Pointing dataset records

## Begin

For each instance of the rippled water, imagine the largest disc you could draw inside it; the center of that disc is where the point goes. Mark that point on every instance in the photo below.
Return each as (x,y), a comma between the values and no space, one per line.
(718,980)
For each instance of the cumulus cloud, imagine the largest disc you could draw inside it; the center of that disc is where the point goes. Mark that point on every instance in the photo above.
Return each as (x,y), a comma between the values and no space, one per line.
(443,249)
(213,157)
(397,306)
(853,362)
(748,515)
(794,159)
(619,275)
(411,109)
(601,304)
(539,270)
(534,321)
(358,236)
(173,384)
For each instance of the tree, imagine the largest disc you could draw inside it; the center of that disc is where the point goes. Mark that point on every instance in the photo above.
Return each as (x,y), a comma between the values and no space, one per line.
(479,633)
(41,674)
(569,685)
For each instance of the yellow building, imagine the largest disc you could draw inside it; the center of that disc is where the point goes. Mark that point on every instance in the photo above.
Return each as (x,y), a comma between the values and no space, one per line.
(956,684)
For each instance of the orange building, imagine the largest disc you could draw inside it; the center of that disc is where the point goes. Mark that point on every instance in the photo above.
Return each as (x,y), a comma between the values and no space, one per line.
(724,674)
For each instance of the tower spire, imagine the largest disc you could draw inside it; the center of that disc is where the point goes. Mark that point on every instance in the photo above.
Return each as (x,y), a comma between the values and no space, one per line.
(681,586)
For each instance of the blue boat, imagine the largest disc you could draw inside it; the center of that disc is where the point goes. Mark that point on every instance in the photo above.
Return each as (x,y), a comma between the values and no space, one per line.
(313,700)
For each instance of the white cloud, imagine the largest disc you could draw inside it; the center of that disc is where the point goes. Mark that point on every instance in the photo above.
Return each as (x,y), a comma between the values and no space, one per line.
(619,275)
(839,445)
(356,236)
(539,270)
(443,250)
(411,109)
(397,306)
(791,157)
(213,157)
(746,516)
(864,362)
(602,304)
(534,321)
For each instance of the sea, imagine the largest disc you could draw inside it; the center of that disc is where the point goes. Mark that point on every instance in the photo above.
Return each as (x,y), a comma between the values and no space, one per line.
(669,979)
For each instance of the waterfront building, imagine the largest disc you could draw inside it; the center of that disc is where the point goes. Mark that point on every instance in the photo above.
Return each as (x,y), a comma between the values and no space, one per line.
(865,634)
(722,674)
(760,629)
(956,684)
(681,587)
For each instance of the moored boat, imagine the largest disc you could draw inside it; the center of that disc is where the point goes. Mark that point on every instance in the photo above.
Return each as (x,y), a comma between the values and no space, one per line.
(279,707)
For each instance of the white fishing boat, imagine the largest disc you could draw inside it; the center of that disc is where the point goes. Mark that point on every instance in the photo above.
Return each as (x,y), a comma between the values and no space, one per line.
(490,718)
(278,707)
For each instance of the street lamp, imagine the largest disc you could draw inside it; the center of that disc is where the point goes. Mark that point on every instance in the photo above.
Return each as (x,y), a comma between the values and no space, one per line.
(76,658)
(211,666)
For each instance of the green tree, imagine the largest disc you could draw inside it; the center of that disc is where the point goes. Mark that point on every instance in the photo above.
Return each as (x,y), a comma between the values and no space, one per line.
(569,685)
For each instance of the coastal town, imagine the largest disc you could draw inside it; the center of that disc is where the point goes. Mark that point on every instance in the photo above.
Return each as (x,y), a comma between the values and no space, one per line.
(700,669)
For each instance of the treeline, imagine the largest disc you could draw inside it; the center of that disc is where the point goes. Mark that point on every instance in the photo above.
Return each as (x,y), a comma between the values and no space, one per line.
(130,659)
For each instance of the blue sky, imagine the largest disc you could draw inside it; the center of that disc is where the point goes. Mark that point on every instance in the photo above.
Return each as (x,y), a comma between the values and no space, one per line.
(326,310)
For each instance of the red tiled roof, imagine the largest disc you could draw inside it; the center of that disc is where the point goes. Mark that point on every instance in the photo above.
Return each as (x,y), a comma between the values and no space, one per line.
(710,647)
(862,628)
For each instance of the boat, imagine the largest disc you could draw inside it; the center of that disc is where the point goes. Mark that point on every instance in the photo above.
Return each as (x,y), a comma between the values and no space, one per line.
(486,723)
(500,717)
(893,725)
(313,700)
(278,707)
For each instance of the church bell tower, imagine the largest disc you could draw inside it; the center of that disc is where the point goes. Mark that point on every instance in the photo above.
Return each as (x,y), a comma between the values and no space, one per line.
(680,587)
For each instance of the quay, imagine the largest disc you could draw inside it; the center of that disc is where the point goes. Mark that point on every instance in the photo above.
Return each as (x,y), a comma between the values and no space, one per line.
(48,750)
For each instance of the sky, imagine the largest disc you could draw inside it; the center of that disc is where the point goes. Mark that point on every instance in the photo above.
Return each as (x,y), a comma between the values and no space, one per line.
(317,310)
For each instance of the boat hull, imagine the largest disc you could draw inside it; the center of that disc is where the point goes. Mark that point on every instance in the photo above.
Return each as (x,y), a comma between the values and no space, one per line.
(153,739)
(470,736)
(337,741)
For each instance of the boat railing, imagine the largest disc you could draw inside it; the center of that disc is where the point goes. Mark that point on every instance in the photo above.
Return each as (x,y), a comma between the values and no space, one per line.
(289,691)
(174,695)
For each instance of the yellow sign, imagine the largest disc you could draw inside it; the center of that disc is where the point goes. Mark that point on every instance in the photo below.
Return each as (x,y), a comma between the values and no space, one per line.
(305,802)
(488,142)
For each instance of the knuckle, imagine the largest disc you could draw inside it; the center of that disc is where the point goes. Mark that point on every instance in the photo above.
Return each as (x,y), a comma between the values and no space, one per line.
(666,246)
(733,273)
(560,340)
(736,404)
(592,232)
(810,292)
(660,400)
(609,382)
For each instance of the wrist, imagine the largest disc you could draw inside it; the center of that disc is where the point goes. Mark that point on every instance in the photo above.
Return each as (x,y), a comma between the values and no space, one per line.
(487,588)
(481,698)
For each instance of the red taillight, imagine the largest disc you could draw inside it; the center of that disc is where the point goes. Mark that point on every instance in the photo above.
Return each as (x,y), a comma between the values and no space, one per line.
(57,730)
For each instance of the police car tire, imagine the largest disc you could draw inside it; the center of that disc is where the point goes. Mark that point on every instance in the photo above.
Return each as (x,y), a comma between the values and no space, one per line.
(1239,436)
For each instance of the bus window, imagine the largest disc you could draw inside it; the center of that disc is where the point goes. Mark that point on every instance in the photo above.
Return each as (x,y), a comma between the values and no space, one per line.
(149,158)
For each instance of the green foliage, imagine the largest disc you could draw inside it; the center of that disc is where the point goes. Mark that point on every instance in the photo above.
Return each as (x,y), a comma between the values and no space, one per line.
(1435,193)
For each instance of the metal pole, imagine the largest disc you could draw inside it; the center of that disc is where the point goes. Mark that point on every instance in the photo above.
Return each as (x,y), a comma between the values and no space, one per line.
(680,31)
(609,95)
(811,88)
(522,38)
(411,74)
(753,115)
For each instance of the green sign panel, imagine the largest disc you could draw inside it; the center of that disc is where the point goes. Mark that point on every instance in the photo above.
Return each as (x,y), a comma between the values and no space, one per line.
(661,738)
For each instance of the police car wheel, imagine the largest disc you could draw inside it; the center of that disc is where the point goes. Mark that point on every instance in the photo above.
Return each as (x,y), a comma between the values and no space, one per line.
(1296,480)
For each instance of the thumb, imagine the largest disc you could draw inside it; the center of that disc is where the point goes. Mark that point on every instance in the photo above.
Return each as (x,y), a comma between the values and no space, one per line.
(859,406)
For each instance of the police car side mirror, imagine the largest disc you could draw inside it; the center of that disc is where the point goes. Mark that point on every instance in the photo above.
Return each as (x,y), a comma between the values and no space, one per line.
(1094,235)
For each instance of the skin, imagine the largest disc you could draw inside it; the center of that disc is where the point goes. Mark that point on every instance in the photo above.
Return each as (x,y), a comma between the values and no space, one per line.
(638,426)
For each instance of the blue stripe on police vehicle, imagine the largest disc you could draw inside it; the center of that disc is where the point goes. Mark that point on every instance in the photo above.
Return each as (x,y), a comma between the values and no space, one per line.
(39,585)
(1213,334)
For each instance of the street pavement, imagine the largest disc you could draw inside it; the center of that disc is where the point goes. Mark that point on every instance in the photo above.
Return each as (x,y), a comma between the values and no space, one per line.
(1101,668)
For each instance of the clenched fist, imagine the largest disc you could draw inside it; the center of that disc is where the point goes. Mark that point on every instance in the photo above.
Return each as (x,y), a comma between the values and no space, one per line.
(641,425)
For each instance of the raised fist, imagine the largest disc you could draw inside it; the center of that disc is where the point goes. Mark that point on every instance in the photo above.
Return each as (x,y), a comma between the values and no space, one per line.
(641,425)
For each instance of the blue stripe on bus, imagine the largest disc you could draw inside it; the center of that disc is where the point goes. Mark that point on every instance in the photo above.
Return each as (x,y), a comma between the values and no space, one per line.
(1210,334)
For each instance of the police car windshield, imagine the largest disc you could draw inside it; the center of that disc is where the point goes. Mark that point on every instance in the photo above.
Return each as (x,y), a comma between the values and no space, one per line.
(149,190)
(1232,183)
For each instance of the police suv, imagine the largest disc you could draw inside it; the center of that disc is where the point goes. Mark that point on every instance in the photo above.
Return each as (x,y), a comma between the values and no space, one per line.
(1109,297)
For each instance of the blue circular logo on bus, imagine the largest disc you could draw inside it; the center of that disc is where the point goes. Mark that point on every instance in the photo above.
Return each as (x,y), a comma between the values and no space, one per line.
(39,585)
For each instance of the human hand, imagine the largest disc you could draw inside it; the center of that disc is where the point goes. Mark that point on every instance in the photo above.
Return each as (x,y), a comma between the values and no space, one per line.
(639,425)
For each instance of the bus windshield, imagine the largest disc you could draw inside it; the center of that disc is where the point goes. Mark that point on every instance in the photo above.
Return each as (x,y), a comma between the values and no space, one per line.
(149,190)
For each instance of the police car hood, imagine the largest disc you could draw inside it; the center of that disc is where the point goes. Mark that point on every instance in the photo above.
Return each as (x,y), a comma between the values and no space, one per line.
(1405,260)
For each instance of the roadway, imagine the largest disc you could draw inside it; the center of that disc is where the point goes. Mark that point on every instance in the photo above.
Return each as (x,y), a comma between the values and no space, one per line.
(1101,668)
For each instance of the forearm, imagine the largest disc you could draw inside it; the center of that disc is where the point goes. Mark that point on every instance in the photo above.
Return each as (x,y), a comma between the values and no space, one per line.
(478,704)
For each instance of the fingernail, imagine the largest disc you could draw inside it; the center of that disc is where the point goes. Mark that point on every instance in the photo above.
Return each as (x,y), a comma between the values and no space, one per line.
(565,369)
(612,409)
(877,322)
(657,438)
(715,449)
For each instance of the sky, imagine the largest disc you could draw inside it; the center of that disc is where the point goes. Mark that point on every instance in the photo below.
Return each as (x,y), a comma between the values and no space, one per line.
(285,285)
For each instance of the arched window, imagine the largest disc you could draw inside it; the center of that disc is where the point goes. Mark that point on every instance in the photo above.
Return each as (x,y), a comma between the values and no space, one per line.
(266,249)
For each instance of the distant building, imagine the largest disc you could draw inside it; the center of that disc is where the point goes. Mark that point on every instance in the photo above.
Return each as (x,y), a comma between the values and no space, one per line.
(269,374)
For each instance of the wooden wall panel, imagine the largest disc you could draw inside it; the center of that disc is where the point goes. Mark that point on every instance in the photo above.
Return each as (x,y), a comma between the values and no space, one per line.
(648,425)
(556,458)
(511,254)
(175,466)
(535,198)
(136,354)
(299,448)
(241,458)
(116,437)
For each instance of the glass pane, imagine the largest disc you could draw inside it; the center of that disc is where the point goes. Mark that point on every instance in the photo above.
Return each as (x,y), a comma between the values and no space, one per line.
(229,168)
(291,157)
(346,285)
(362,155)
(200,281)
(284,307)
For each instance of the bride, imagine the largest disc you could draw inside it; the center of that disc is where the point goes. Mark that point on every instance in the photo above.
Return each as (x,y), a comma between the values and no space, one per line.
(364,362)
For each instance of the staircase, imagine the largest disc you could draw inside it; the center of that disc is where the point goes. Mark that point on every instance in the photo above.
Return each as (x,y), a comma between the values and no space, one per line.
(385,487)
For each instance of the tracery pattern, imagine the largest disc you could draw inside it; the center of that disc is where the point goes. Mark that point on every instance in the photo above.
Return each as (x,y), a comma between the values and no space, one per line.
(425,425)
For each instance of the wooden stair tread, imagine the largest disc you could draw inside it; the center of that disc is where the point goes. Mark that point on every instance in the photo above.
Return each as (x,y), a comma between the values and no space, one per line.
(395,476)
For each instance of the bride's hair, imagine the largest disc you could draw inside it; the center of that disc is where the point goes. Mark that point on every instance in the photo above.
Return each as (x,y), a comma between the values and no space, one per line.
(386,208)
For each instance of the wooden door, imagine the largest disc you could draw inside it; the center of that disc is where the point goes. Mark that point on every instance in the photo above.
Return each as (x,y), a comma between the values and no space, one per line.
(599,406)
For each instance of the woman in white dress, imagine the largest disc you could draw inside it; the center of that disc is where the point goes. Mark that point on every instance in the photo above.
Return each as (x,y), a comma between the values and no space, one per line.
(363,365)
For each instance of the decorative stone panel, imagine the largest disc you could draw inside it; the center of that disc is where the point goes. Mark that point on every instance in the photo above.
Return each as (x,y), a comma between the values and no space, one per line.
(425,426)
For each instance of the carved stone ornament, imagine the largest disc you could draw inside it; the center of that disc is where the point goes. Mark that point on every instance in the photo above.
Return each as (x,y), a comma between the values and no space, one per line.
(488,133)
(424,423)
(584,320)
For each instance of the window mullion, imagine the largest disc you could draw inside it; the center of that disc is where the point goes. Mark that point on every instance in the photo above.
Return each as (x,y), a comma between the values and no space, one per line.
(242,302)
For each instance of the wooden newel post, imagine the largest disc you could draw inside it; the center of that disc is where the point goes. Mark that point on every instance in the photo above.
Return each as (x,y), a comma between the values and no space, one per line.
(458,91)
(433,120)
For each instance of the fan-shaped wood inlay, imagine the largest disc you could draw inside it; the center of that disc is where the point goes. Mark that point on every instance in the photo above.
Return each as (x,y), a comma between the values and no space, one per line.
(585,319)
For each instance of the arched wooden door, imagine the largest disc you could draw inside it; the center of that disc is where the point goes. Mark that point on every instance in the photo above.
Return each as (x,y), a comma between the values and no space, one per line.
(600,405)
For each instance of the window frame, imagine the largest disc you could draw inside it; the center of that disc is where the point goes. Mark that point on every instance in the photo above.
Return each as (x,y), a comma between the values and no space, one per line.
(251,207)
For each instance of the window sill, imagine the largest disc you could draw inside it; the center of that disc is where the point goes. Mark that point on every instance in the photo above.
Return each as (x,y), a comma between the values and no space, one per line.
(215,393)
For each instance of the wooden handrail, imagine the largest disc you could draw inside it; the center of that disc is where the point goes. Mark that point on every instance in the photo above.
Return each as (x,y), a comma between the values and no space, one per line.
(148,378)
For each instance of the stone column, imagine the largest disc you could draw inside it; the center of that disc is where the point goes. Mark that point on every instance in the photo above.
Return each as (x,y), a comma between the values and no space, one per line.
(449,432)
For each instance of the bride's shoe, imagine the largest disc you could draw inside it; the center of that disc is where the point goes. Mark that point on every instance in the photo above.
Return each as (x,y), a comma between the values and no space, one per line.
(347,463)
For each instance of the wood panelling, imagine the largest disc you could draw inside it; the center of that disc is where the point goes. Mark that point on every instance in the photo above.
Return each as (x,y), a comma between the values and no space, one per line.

## End

The task: Above are the records; copy exactly the lines from the one with "For each instance of the wooden handrail, imagine" through the final line.

Output for this task:
For each instance of the wooden handrail, imagine the largest disc you could draw inside it; the center of that disc is where the point goes. Mark that point on every instance in the photo above.
Return each as (x,y), a comma between the values and no space, one per line.
(148,378)
For each instance of the stone column, imagine the largest disc you could draw inside it; the center of that disc is where the point goes. Mark that point on every instance in the photo above.
Return each as (x,y), a comma between the values and no space, one per line.
(449,432)
For each instance of the bride's shoe, imagine the largest disc you could draw inside it; the center of that disc is where the point goes. Mark that point on every instance in the photo above.
Return each as (x,y), a comma between the values and no space, one per line.
(347,463)
For each instance of the wood panelling, imagine the largest disc you could draw inside it; the center of that disc is where the point goes. Mark that point on every instance in the photo above.
Return each as (x,y), a comma between the values and no space, one per line.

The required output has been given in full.